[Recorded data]
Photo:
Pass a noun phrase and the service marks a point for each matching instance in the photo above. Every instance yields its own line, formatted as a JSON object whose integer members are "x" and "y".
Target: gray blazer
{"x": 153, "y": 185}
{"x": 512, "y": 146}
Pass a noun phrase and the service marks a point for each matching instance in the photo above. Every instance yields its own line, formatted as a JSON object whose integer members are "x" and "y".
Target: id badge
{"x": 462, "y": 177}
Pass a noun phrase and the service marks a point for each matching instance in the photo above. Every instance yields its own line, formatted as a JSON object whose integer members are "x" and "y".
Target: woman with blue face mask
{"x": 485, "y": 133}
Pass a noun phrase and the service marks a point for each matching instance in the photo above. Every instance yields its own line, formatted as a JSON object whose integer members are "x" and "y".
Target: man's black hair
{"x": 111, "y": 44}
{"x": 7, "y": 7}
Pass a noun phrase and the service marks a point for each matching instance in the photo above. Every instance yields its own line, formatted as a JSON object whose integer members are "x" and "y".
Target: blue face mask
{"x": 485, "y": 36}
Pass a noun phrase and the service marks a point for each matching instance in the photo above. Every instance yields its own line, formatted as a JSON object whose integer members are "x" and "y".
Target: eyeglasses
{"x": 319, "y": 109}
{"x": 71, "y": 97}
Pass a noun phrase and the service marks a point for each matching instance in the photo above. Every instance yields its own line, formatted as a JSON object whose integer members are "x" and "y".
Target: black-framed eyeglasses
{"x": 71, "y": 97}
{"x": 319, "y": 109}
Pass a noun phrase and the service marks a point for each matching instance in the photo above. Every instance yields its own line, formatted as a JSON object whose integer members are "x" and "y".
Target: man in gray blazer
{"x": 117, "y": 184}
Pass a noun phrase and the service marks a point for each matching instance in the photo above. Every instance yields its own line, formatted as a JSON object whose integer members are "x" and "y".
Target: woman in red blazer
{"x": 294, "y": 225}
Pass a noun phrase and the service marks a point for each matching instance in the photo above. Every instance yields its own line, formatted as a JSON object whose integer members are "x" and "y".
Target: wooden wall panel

Exercise aim: Please write out exactly the line containing "Target: blue face mask" and every line after it through the end of the records, nothing more.

The completed task:
Target: blue face mask
{"x": 485, "y": 36}
Pass a noun phrase and the service marks a point for each matching instance in the photo above. Every instance yields its own line, formatted as a JSON object whose integer members are "x" and "y".
Target: eyeglasses
{"x": 319, "y": 109}
{"x": 71, "y": 97}
Pass a noun phrase and the service marks a point for each matching instance in the photo above. Every instance yields its own line, formatted as a JSON object whose integer members are "x" and "y".
Target: black-framed eyeglasses
{"x": 71, "y": 97}
{"x": 319, "y": 109}
Pass a noun phrase and the service marks a point for each matching instance in the photo above. Every instance yields its own line, formatted as a JSON object whose integer members are "x" and "y".
Target: man in gray blazer
{"x": 117, "y": 184}
Pass a noun phrase and the service marks a point for each matching instance in the photo above. Every instance yields its own line, formatted as a JSON object whose integer members are "x" and "y".
Target: woman in red blazer
{"x": 294, "y": 225}
Pass a noun phrase and the service marks a point for each matching instance in the photo above. Every instance yields its own line, formatted as a JSON object whose integer members are "x" and "y".
Target: wooden wall panel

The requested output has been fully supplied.